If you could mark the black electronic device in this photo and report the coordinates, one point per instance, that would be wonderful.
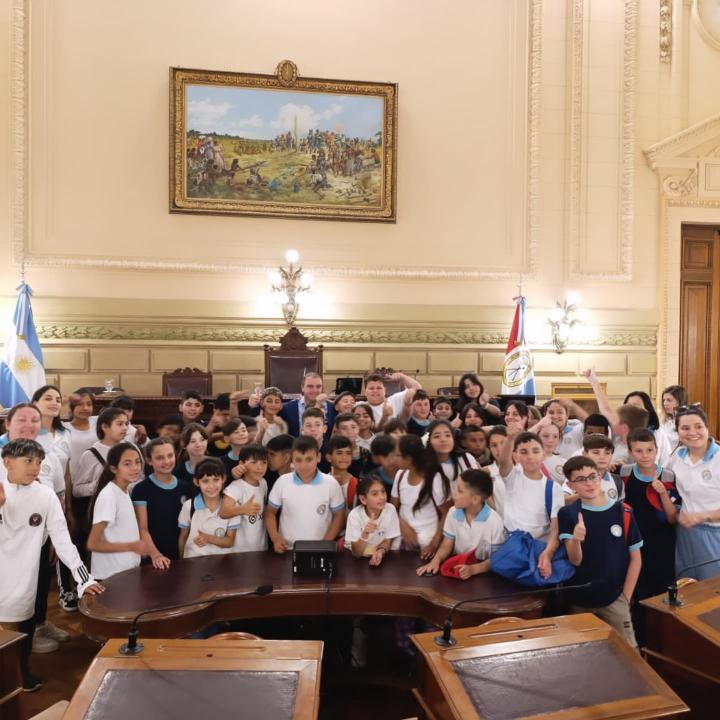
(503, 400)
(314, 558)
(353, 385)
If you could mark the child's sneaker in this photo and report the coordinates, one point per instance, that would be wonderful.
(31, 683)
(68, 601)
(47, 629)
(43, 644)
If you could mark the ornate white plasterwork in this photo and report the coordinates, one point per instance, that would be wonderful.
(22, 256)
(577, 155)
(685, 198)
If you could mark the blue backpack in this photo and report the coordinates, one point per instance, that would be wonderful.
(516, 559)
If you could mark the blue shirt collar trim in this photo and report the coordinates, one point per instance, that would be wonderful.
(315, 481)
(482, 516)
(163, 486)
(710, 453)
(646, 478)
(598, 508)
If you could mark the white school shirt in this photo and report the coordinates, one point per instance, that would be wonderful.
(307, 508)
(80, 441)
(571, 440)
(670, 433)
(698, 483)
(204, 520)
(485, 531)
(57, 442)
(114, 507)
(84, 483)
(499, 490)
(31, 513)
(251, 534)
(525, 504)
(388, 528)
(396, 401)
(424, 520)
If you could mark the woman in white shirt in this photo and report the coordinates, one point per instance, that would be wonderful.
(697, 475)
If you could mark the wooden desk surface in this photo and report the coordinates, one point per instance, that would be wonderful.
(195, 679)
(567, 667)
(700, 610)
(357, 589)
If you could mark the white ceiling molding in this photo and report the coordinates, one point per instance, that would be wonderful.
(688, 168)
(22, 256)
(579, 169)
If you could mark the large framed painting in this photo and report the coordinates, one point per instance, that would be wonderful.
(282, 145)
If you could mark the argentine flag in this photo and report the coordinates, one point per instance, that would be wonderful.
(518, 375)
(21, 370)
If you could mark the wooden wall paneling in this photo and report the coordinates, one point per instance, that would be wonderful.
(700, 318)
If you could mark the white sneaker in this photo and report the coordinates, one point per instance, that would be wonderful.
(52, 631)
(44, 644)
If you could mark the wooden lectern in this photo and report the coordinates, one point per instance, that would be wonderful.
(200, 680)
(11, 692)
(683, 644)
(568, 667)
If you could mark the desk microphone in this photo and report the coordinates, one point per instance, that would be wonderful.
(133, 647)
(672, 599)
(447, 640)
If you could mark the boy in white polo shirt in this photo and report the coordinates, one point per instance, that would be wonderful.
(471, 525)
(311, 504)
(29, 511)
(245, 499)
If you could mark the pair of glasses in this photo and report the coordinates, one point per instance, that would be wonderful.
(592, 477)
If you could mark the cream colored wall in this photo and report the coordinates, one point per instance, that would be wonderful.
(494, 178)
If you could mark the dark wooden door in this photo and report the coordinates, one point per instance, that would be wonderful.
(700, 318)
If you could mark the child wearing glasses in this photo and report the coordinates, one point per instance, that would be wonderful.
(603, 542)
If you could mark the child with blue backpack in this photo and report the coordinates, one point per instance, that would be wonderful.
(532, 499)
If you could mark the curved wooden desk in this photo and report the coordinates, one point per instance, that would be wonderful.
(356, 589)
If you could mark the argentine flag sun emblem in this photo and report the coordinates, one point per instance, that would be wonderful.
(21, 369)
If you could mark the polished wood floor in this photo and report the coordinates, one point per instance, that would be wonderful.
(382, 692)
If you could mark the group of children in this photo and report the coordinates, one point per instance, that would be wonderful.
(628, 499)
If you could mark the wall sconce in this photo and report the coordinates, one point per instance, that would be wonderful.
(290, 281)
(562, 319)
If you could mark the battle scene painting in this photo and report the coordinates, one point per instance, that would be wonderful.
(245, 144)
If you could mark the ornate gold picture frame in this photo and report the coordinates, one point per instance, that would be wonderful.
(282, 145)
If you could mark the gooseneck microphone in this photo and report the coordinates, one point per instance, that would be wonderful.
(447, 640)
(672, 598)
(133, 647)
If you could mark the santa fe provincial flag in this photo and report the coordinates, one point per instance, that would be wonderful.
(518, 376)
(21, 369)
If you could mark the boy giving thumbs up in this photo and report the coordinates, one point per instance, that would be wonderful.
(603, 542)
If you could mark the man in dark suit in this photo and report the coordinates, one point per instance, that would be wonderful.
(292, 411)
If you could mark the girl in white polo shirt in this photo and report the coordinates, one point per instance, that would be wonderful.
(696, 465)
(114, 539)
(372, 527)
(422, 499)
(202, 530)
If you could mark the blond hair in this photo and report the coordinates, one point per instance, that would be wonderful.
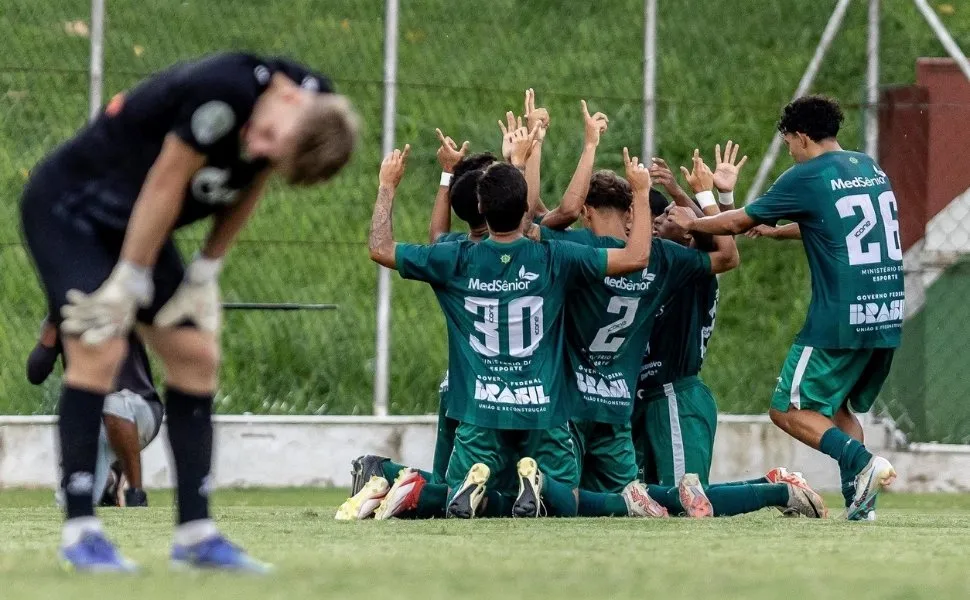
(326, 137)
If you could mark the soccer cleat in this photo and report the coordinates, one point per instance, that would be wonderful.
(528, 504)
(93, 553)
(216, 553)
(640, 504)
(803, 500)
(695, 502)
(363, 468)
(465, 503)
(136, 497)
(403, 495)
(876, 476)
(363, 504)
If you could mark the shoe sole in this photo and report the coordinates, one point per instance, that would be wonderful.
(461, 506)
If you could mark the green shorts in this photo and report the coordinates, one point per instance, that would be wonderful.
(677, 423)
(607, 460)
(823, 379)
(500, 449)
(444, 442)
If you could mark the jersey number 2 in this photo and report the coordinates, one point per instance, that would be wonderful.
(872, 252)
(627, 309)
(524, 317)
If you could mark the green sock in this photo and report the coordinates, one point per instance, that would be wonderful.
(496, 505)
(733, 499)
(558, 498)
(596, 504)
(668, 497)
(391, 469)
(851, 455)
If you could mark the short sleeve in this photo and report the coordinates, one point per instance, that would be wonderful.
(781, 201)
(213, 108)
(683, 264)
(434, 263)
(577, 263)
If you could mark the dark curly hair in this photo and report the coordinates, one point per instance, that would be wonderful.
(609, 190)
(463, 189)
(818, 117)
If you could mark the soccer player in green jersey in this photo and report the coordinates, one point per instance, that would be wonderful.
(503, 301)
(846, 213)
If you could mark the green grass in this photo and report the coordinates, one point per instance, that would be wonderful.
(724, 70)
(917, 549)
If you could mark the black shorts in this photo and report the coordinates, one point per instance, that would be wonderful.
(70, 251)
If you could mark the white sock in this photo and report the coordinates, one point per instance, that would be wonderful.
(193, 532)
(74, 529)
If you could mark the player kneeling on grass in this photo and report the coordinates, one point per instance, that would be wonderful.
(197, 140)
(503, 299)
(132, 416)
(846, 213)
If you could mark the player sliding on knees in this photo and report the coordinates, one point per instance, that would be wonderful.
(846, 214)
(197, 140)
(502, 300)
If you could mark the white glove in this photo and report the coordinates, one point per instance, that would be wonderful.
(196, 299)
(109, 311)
::::
▶ [Assigned task] Restate all of the material above word for word. Pictures do not belong in it.

▶ [Result]
If you could mark the black electronic device in this photo and report the coordinates, one point per instance, that would be wonderful.
(503, 400)
(314, 558)
(353, 385)
If you could mark the child's sneaker in this photo and report the coordinates, one point per instance, that would be wonderful.
(31, 683)
(68, 601)
(47, 629)
(43, 644)
If you could mark the ornate white plasterwork in this photo and report the coordinates, one point per instance, that would be wonderful.
(22, 256)
(577, 155)
(685, 198)
If you could mark the blue backpack in this photo and report the coordinates, one point per instance, that would be wonderful.
(516, 559)
If you could mark the blue shirt collar trim in this photo and report the coordinates, one point per instance, that would be wonderful.
(315, 481)
(482, 516)
(163, 486)
(710, 453)
(646, 478)
(598, 508)
If you could mark the white school shirt in this photo and report the coordinates, one point per instance, that would be wonderful.
(307, 508)
(80, 441)
(571, 440)
(670, 433)
(698, 483)
(204, 520)
(485, 531)
(57, 442)
(114, 507)
(84, 483)
(499, 490)
(31, 513)
(251, 534)
(525, 504)
(388, 528)
(396, 401)
(424, 520)
If you could mark the woman in white shirt in this photo and report the coordinates, one point per instance, that would be wonderful.
(697, 475)
If you could mark the wooden desk surface in this photo and report the coordinates, one point per instance, that would be wonderful.
(195, 679)
(567, 667)
(700, 610)
(357, 589)
If you could mark the white ceiling molding in this photo and report the coordinates, one point per instance, that would be wonderful.
(688, 168)
(22, 256)
(579, 169)
If you could mark the large framed painting in this photo and report the coordinates, one point per instance, that would be wonderful.
(282, 145)
If you could mark the argentine flag in this photo and report the coordinates, one point per instance, that would be wonderful.
(518, 375)
(21, 370)
If you could mark the wooden wall paneling in this photo and report the coordinates, one point per instance, that would be wonderful.
(700, 318)
If you could mark the white sneaker in this photo and report the coordinates, one point per instance, that would be wonderful.
(52, 631)
(44, 644)
If you could mark the wooden lectern in this photo and report the coordinates, one point per instance, that would be wonderful.
(200, 680)
(11, 692)
(683, 644)
(568, 667)
If you could mark the desk microphone in this photo and report the coordinates, one point per instance, that would be wonderful.
(133, 647)
(672, 599)
(447, 640)
If you could mark the boy in white polo shirt in this photo and report the coordinates, one point per instance, that would be wonderful.
(471, 525)
(311, 504)
(29, 511)
(245, 499)
If you could mark the pair of glasses in this photo and report the coordinates, one point per instance, that would be wonderful.
(592, 477)
If you could mark the cream colored wall in this photo and report the coordinates, one point per instance, that would be wonderful.
(494, 178)
If you could mark the dark wooden door in this photo and report the coordinates, one point per instance, that would be wonderful.
(700, 318)
If you could mark the child wearing glasses in this photo and report the coordinates, one point per instance, that would be wonderful.
(603, 542)
If you could mark the child with blue backpack in this photo and report the coordinates, one point per instance, that would be wonderful.
(532, 499)
If you could mark the curved wooden desk in this photo and report the coordinates, one point per instance, that would be wonderful.
(356, 589)
If you could mark the argentine flag sun emblem in this photo and report the coordinates, one point per instance, that would be wonderful.
(21, 369)
If you could mark the polished wood floor in this photo and report the coordinates, one point per instance, that would be wonderful.
(382, 692)
If you could mark the group of children in this photo and report the coordinates, one point per instance, that would be wonderful.
(628, 499)
If you could mark the wall sconce in this photo and report the coordinates, one point per instance, that would be wonderful.
(290, 281)
(562, 319)
If you could mark the battle scene painting in this photo and report the coordinates, one point per instance, that would be wonderful.
(245, 144)
If you could mark the ornate gold picture frame in this photo and report the coordinates, one point per instance, that would be wonderful.
(282, 145)
If you could mark the gooseneck microphone in this photo and report the coordinates, one point per instance, that would be wonderful.
(447, 640)
(672, 598)
(133, 647)
If you could mark the santa fe provincial flag in this photo and report the coordinates, one point per instance, that would be wonderful.
(518, 376)
(21, 369)
If you could mark the boy giving thumbs up in this photo and report the coordinates, one point per instance, that would be wonderful.
(603, 542)
If you could mark the man in dark suit in this photo and report the coordinates, one point per instance, that would be wonderful.
(292, 411)
If you could mark the girl in white polo shirt in this photo and report the coordinates, one point per instance, that would be wonderful.
(696, 465)
(114, 539)
(372, 527)
(422, 499)
(202, 530)
If you could mark the blond hair in this photo and report the coordinates, one point per instance, that would be wonderful.
(326, 137)
If you could mark the soccer cleat in this photo and report the coordinates, one point per instance, that would be wonderful.
(528, 504)
(93, 553)
(216, 553)
(640, 504)
(803, 500)
(695, 502)
(363, 468)
(465, 503)
(136, 497)
(403, 495)
(876, 476)
(363, 504)
If you could mark the shoe sole in this photo and report the coordinates, one point per instance, that would be wonderful.
(461, 506)
If you could mark the green shorts in this photo and report the coordinates, one point per instance, that would be wonderful.
(677, 423)
(607, 460)
(823, 379)
(500, 449)
(444, 442)
If you could mark the jersey number 2 in this photo and report the coordinates, one point per instance, that would be wonderful.
(872, 252)
(627, 309)
(524, 317)
If you could mark the green sock in this photo and report the coordinates, one point per instance, that would be wonderful.
(496, 505)
(733, 499)
(558, 498)
(596, 504)
(668, 497)
(391, 469)
(851, 455)
If you could mark the short sleeve in this photo and report the coordinates, one point per instance, that would be wonderful.
(781, 201)
(213, 108)
(683, 264)
(434, 263)
(577, 263)
If you could mark the dark curly hair in this photo and report the coordinates, one point per instance, that would be wonderful.
(609, 190)
(463, 189)
(818, 117)
If you could mark the soccer player in green jersey in this photo and report the coordinates, one point per instance, that would be wonderful.
(503, 301)
(846, 213)
If you could mark the green grass in this photo and report the coordinates, one point per instance, that would be wonderful.
(724, 70)
(917, 549)
If you could mark the black shorts in this photo and report the coordinates, one point per instance, that would be wonderful.
(70, 251)
If you could mark the white sock in this photo and report the coordinates, one point per instance, that would be wonderful.
(193, 532)
(74, 529)
If you could mark the player kneeling on grass in this photo and report the coordinates, one point per instance, that would be wonderful.
(197, 140)
(503, 299)
(132, 416)
(846, 213)
If you could mark the player sliding on knees in this photo and report the coordinates, one point per instance, that would be wonderful.
(846, 214)
(197, 140)
(502, 300)
If you could mark the white glove in this photo and report the coordinates, one point per instance, that would be wonderful.
(196, 299)
(109, 311)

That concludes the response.